### [REQUEST]
Edit these records by swapping "square brackets" for "parentheses" wherever it occurs, leaving all other text the same.

### [RECORDS TO USE]
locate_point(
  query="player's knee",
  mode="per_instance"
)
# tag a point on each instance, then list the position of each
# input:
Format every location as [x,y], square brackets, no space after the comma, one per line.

### [FULL ANSWER]
locate_point(
  query="player's knee",
  mode="per_instance"
)
# tag a point on each instance, then list the position of each
# input:
Format every location as [x,y], parentheses, no space after the comma, one per line.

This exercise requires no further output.